[任务目标] 将下方记录中从含有“Note: for this drill, mark the man's”的那一行起、直至记录末尾（含首尾两端）的各行改写为 JSON 字符串列表，每行对应一个字符串，空行略去。结果中不包含图片。

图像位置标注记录

◆ ◆ ◆

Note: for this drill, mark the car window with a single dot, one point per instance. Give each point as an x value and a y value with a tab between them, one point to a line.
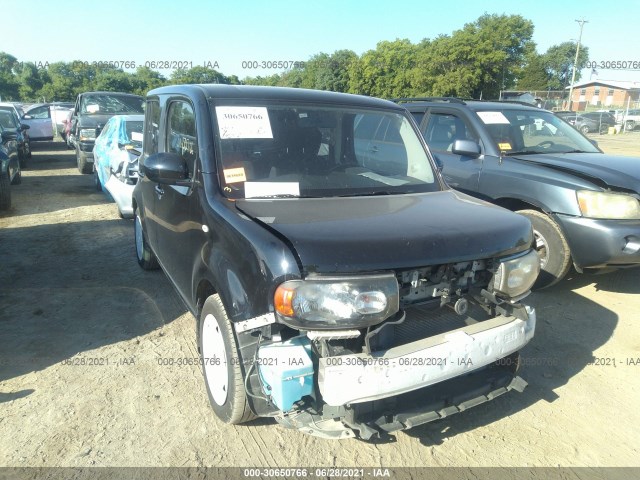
418	116
151	128
271	150
7	119
443	129
107	131
533	131
40	112
110	104
181	132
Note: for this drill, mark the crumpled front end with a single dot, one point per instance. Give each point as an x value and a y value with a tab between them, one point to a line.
452	343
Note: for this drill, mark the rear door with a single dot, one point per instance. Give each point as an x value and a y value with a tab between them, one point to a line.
179	235
146	189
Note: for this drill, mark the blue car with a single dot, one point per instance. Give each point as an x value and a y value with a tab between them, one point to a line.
116	153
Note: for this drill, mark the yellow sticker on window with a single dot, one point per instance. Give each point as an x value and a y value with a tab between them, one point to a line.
234	175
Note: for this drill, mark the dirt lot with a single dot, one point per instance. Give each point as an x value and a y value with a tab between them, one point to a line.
86	337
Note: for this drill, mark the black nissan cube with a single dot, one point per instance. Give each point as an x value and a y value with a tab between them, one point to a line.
339	285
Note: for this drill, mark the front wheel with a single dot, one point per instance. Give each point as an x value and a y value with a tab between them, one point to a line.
146	258
96	179
220	364
552	248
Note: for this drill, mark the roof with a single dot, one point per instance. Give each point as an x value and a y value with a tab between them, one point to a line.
472	104
250	92
620	84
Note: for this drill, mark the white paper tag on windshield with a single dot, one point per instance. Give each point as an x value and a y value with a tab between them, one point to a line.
493	117
243	122
271	189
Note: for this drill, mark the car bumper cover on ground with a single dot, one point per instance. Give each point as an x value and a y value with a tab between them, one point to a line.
362	377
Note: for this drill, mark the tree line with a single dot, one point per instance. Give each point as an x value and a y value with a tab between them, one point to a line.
493	53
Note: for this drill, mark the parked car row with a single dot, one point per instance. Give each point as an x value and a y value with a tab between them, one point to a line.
269	211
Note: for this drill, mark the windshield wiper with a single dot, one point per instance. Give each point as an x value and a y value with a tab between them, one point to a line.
524	152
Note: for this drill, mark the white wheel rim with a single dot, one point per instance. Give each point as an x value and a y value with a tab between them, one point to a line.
215	359
139	239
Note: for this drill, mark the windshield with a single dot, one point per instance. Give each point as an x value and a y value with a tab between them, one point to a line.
271	151
518	132
111	104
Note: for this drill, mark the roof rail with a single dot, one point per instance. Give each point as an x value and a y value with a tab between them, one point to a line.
428	99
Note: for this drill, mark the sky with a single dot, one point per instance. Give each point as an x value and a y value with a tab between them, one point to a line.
233	37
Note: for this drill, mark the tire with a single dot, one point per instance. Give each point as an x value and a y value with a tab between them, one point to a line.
5	192
552	248
146	258
224	379
83	166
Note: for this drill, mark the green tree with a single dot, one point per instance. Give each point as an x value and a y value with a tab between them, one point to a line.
197	75
145	79
534	75
559	60
112	80
31	80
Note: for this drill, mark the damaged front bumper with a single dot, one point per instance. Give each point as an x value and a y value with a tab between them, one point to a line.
364	377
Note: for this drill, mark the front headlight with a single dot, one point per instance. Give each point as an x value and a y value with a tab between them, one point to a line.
516	276
87	134
608	205
319	303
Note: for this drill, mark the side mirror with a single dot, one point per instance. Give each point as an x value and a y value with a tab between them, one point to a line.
167	169
7	135
467	148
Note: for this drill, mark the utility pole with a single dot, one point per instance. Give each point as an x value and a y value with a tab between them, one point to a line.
575	62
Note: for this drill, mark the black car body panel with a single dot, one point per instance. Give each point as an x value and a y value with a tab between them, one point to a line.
328	233
215	207
94	119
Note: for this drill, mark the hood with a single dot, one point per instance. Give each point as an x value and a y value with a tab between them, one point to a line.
358	234
615	171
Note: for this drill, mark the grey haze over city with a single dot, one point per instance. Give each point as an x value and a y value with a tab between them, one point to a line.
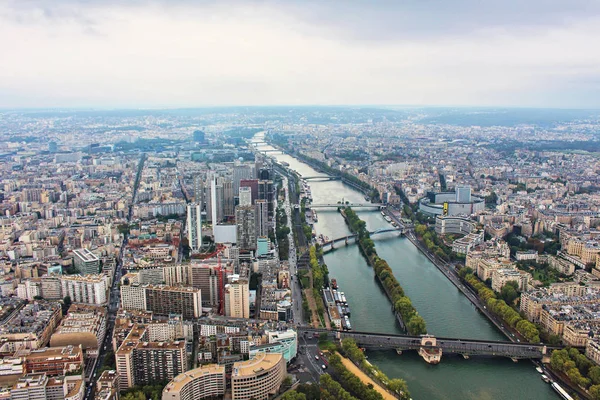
180	53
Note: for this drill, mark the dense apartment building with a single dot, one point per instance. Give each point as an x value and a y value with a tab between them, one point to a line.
84	325
246	220
86	262
258	378
161	299
87	289
142	362
237	300
208	381
53	361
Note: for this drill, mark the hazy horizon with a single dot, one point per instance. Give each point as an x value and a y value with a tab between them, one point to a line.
185	54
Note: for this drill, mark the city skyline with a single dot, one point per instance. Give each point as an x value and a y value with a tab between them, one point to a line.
181	54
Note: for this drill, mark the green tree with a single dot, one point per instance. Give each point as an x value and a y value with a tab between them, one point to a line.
595	392
416	325
594	374
293	395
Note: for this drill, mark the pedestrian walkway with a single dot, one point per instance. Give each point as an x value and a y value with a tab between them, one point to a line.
365	378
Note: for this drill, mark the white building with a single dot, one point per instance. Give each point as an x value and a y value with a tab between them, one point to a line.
194	226
88	289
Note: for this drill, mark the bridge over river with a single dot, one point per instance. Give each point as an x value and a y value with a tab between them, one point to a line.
330	244
464	347
353	205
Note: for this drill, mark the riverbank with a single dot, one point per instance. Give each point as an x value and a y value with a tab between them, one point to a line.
406	315
350	366
446	310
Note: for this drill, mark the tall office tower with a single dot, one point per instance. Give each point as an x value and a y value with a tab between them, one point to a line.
194	226
237	301
245	196
463	194
86	262
228	198
265	174
216	201
259	160
241	171
245	218
253	185
199	189
213	200
265	192
262	217
206	278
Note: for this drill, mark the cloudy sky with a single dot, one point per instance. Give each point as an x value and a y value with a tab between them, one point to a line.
184	53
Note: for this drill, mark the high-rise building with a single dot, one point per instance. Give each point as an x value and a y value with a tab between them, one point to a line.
246	220
266	192
199	190
86	262
258	378
463	194
253	185
206	278
245	196
228	198
194	226
262	217
237	297
241	171
208	381
199	136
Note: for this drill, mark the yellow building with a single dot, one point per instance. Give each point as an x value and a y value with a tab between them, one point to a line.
258	378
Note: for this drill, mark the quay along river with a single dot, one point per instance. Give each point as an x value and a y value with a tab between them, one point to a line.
446	311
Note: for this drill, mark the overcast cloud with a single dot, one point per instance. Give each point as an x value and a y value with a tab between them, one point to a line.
178	53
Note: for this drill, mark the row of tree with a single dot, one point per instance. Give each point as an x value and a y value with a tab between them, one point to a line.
433	242
501	309
579	369
352	383
327	389
397	386
320	271
415	324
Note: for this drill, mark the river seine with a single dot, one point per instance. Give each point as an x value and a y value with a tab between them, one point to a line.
446	311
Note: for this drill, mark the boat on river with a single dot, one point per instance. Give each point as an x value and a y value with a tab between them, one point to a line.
561	392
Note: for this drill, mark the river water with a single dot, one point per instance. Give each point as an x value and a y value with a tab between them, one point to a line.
447	312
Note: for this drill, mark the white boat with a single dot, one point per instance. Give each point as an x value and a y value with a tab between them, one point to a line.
561	391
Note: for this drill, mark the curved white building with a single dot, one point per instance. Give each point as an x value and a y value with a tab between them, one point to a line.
200	383
258	378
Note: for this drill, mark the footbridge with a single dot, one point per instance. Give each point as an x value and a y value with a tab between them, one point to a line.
265	151
322	178
464	347
350	239
353	205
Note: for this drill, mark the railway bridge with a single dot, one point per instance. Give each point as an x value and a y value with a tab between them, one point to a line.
353	205
350	239
464	347
322	178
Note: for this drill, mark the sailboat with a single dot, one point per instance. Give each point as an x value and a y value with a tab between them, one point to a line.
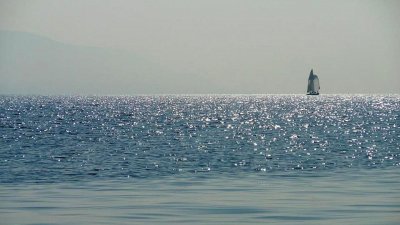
313	84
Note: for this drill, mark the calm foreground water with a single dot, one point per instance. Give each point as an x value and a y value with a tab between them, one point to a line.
279	159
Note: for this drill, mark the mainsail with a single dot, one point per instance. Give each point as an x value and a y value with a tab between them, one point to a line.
313	84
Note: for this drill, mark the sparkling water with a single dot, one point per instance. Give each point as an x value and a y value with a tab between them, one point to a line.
207	159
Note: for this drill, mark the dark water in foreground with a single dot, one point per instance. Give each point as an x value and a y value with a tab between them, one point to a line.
283	159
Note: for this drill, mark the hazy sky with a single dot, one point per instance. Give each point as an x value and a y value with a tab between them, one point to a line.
233	46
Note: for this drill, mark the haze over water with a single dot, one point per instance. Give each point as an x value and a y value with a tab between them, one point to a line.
244	159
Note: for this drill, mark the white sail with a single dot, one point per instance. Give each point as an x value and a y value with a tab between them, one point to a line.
313	84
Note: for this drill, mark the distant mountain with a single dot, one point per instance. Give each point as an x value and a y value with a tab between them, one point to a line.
32	64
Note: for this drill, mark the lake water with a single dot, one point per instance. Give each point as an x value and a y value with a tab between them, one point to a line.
241	159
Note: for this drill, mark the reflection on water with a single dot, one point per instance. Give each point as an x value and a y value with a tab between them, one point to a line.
360	197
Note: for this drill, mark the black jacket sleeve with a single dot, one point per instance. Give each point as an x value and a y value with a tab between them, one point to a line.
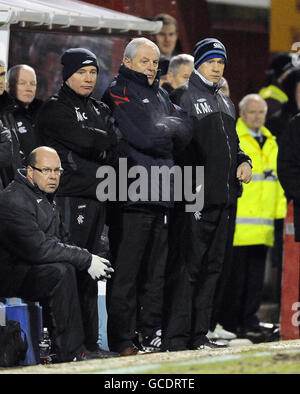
58	121
5	147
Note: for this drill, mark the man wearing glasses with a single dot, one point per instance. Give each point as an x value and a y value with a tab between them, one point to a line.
22	86
38	263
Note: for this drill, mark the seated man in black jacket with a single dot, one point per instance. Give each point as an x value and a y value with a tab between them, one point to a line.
84	134
38	263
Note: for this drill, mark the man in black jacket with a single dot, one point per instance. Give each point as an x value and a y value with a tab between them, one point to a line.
84	134
38	263
152	126
10	156
199	238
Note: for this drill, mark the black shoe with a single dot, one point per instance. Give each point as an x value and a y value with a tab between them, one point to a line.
104	353
132	350
211	345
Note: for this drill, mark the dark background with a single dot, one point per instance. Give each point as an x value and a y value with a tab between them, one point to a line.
243	30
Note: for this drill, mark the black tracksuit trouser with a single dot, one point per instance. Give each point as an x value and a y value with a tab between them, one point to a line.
244	292
135	239
196	253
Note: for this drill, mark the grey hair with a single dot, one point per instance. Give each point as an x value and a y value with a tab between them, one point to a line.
178	60
251	97
132	48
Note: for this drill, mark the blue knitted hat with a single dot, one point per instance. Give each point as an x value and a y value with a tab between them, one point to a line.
208	48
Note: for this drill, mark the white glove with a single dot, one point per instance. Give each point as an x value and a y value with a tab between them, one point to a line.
100	267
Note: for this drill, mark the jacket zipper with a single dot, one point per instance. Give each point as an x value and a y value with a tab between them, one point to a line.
228	146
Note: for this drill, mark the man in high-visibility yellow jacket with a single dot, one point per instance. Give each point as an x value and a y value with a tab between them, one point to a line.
261	203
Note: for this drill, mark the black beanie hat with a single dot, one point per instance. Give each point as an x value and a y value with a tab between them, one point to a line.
207	49
75	58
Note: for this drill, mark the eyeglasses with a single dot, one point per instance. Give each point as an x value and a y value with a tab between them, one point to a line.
47	171
23	83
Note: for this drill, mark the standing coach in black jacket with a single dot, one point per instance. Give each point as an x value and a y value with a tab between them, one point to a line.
199	238
38	263
83	133
153	127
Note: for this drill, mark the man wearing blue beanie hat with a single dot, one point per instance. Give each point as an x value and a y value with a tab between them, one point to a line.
208	48
85	135
200	238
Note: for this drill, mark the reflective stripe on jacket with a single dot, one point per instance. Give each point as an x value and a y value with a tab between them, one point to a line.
263	198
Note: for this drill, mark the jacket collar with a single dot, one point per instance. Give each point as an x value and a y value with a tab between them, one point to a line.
138	77
7	102
73	95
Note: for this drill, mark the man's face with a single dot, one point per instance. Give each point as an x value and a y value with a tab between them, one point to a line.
26	85
2	79
83	81
145	62
166	39
212	69
48	183
254	114
183	74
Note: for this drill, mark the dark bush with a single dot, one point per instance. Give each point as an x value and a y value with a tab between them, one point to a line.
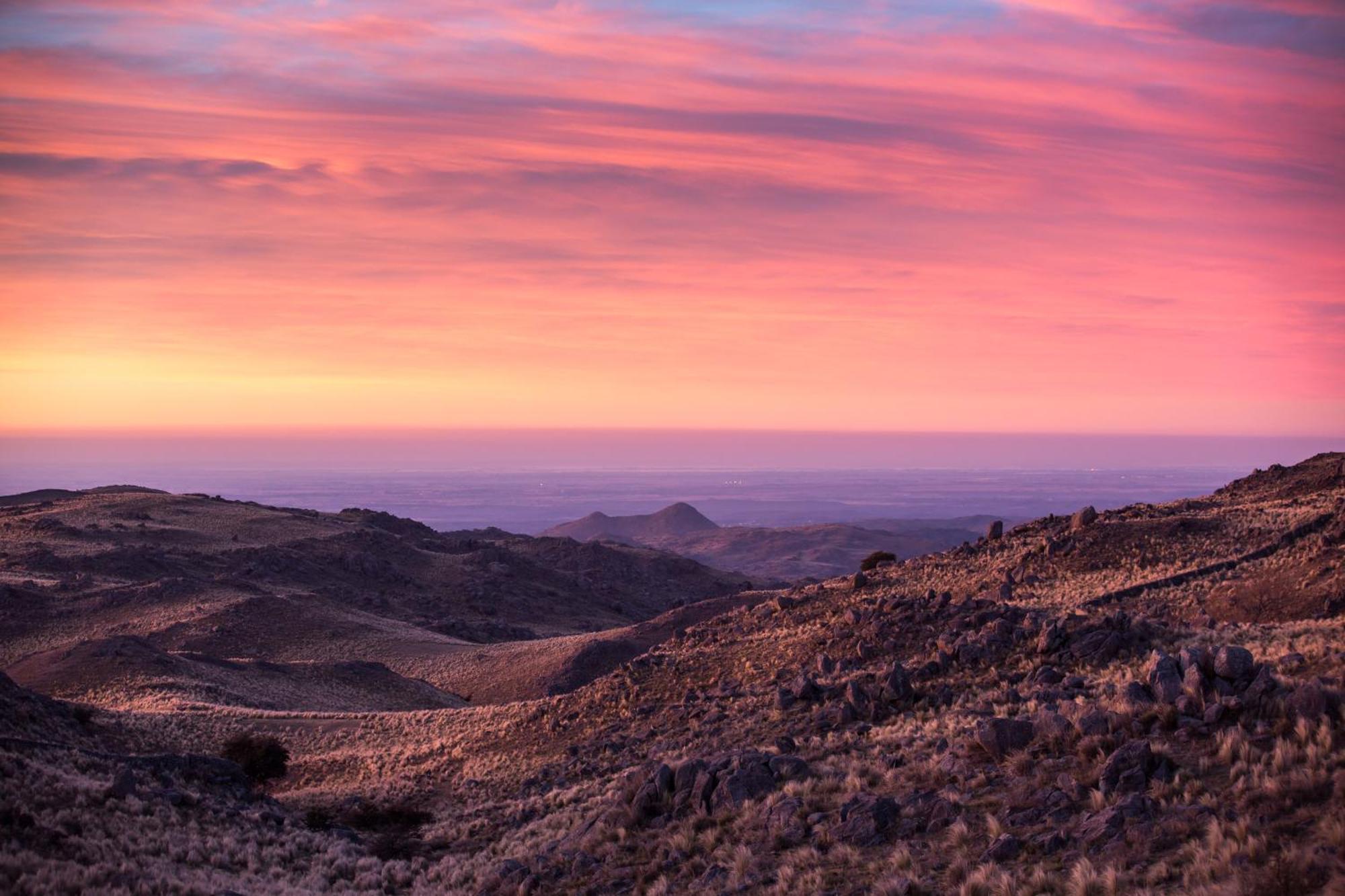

◆ ◆ ◆

[任务结果]
[
  "Note: for this drill, mark the man's face with a single dot, one point per instance. Give each point as an x value and a y value with a tab between them, one point to a line.",
  "26\t85",
  "2\t79",
  "83\t81",
  "145\t62",
  "166\t39",
  "212\t69",
  "48\t183",
  "254\t114",
  "183\t74",
  "Note: for this drill, mark the dark bush with a single dot, one point per instance. Give each point as an x value and a y value with a tab between them, one point to a line."
]